What is needed is a verbatim copy of each record below.

Data records section start

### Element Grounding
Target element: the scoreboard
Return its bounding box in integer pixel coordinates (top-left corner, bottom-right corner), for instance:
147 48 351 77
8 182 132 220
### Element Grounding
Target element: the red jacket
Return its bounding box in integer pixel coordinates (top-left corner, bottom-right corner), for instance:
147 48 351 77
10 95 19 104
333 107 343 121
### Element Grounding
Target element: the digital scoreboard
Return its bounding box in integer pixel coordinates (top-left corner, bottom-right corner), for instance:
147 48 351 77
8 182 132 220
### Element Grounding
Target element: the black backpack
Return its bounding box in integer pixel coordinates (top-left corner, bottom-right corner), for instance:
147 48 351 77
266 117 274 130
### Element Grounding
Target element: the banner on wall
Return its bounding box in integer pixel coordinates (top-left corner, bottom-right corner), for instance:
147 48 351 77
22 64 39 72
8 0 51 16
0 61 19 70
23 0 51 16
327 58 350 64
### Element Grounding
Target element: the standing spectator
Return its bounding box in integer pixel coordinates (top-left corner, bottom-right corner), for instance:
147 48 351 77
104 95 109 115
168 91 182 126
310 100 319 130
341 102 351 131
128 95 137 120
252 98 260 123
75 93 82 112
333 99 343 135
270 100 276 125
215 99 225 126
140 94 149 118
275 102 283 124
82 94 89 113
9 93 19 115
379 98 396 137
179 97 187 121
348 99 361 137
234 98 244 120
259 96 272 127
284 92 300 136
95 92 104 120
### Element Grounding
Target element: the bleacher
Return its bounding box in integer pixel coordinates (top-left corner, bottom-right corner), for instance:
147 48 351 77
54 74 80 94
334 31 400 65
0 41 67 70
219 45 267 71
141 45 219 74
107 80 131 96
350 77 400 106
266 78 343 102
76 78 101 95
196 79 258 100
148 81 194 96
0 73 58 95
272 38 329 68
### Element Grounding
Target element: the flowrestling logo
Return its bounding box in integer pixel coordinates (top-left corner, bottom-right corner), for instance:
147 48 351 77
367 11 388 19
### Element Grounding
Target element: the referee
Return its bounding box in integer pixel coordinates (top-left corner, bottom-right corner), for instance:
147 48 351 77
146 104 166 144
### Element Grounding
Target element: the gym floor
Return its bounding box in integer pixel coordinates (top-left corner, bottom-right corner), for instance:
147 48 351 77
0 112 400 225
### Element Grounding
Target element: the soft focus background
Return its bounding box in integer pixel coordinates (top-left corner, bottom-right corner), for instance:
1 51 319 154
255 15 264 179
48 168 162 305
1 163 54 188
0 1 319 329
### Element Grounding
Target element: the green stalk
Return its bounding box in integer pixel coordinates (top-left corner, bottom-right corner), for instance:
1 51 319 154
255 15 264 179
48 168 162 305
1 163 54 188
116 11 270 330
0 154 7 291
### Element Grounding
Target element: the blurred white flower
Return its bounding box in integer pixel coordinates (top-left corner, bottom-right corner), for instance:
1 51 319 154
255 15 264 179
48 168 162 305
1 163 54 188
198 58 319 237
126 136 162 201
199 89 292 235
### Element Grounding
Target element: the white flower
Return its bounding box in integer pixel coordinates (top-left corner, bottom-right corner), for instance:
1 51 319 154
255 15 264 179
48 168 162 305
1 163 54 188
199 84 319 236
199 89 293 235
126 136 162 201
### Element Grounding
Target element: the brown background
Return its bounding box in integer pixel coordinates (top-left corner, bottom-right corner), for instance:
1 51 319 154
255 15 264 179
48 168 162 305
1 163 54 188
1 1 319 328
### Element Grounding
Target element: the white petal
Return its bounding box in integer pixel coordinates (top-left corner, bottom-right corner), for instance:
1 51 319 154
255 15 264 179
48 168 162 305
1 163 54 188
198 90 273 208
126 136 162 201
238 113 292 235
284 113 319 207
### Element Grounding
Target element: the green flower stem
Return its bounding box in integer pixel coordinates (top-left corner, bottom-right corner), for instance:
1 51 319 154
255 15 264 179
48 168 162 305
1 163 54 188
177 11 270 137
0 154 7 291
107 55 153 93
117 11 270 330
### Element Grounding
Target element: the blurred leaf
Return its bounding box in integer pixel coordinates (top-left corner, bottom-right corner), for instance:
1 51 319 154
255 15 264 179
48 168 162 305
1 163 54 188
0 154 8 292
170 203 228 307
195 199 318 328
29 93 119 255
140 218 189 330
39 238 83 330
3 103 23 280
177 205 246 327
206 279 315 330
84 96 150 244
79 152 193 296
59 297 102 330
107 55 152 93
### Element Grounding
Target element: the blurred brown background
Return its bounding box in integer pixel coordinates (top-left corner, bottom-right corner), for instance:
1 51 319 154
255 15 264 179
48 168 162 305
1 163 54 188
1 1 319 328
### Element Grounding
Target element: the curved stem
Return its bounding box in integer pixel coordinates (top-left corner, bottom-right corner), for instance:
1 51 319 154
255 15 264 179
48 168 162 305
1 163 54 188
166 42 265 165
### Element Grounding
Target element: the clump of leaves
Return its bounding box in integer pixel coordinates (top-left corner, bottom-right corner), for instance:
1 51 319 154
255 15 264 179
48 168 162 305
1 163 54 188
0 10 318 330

Data records section end

Response for this exercise
### Element Grounding
Target element: the scoreboard
Return its bounding box in integer pixel coordinates (top-left corner, bottom-right corner), for instance:
147 48 351 77
8 182 132 220
### Element Grounding
Target element: the red jacket
Return its bounding box in integer pixel coordinates (top-left corner, bottom-right corner), for instance:
147 48 351 77
10 95 19 104
333 107 343 121
### Element Grounding
Target element: the digital scoreboard
Return its bounding box in integer pixel coordinates (top-left corner, bottom-right corner), for instance:
147 48 351 77
8 182 132 220
### Element Grounding
Target element: the black backpack
Return its bounding box in integer pixel coordinates (top-left corner, bottom-right corner), for instance:
147 48 351 77
266 117 274 130
### Element Grounding
Target element: the banner on wall
Return its bounding box in integer pixel coordinates (top-left corner, bottom-right corner), for instance:
147 48 351 77
22 64 39 72
8 0 51 16
0 61 19 70
23 0 51 16
327 58 350 64
### Element Grounding
Target element: the standing spectator
Return its bounding box in integer pixel coordinates (top-left corner, bottom-right corner), for instance:
147 48 351 77
104 95 109 115
168 91 182 126
310 100 319 130
341 102 351 131
128 95 137 120
252 98 260 123
75 93 82 112
333 99 343 135
270 100 276 125
215 99 225 126
140 94 149 118
275 102 283 124
82 94 89 113
9 93 19 115
379 98 396 137
179 97 187 121
348 99 361 137
234 98 244 120
259 96 272 127
284 92 300 136
95 92 104 120
### Element Grounding
Target element: the bleacher
Return its bounding box in integer pixel coordinates (top-left corner, bottom-right corner), for instance:
147 48 351 77
54 74 80 94
334 31 400 65
0 41 67 70
219 45 267 71
141 45 219 74
107 80 131 96
350 77 400 106
266 78 343 102
76 78 101 95
196 79 258 100
148 81 194 96
0 73 58 95
272 38 329 68
### Element Grounding
Target element: the flowrestling logo
Return its bounding box in integer pixel coordinates (top-left corner, bottom-right corner), for instance:
147 48 351 77
367 11 388 19
### Element Grounding
Target element: the referee
Return its bounding box in integer pixel coordinates (top-left corner, bottom-right corner), for instance:
147 48 351 77
146 104 166 144
### Element Grounding
Target element: the gym floor
Return its bounding box in integer pixel coordinates (top-left corner, bottom-right corner), for instance:
147 48 351 77
0 112 400 225
### Element Grounding
Target element: the soft focus background
Return its bounding box in integer pixel coordinates (top-left corner, bottom-right corner), for instance:
1 51 319 154
255 15 264 179
48 168 162 305
1 163 54 188
0 1 319 329
### Element Grounding
Target element: the green stalk
Return its bounding box in integer pixel coordinates (top-left corner, bottom-right corner), for instance:
1 51 319 154
255 15 264 179
48 168 162 305
1 163 54 188
116 11 270 330
0 154 7 291
### Element Grounding
Target element: the blurred white flower
Return its bounding box in integer pixel coordinates (top-left corner, bottom-right corner), for instance:
1 51 319 154
255 15 264 179
48 168 162 305
1 163 54 188
198 58 319 237
126 136 162 201
199 89 292 235
### Element Grounding
Target element: the white flower
Return its bounding box in integer pixel coordinates (top-left corner, bottom-right corner), for instance:
1 51 319 154
255 15 264 179
48 168 162 305
1 163 54 188
199 84 319 236
199 89 293 235
126 136 162 201
### Element Grounding
Target element: the brown background
Return its bounding box in integer pixel coordinates (top-left corner, bottom-right corner), for instance:
1 51 319 154
255 15 264 179
48 168 162 305
1 163 54 188
1 1 319 328
### Element Grounding
Target element: the white petal
Return its bounding box in integer pixel coordinates (top-left corner, bottom-right corner), for instance:
1 51 319 154
255 15 264 179
48 168 162 305
1 163 54 188
198 90 273 208
126 136 162 201
238 113 292 235
284 113 319 207
### Element Grounding
Target element: the green flower stem
Return its bounding box in integer pixel coordinates (top-left corner, bottom-right corner), for instance:
1 51 319 154
255 15 264 179
48 168 162 305
1 163 54 188
177 11 270 137
0 154 7 291
107 55 153 93
117 11 270 330
### Element Grounding
Target element: the blurred leaf
Return its bounding box in integer pixel coordinates (top-left corner, bottom-right corner), for instance:
1 51 319 154
255 15 264 179
48 168 162 305
1 163 54 188
0 154 8 292
170 203 228 307
195 199 318 328
29 93 119 255
140 218 189 330
39 238 83 330
3 103 23 280
177 205 246 327
206 279 315 330
84 96 150 244
79 152 193 296
59 297 102 330
107 55 152 93
### Element Grounding
Target element: the blurred brown background
Return its bounding box in integer pixel coordinates (top-left corner, bottom-right corner), for instance:
1 51 319 154
255 15 264 179
48 168 162 305
1 163 54 188
1 1 319 328
### Element Grounding
Target element: the curved stem
Return its bounding box in integer pixel coordinates (top-left corner, bottom-right corner), for instance:
1 51 319 154
255 15 264 179
48 168 162 305
1 163 54 188
166 42 265 165
### Element Grounding
Target element: the clump of leaves
Return its bounding box in integer pixel coordinates (top-left corner, bottom-right corner), for instance:
1 51 319 154
255 15 264 179
48 168 162 305
1 163 54 188
0 10 318 330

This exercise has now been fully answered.